Input material:
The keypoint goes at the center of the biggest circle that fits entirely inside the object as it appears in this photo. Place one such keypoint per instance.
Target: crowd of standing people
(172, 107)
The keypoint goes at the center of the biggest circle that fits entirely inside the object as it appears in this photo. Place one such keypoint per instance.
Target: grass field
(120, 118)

Directions for this task:
What you return must be the entries, given again word for word.

Answer space:
The keypoint goes at the center of the biggest circle that fits entirely inside the object as it appears in this photo. Place one such keypoint per instance.
Target: crowd of standing people
(172, 107)
The keypoint goes at the center of the biggest circle that fits entirely inside the object as it appears in this photo. Place one such keypoint per instance.
Target: grass field
(120, 118)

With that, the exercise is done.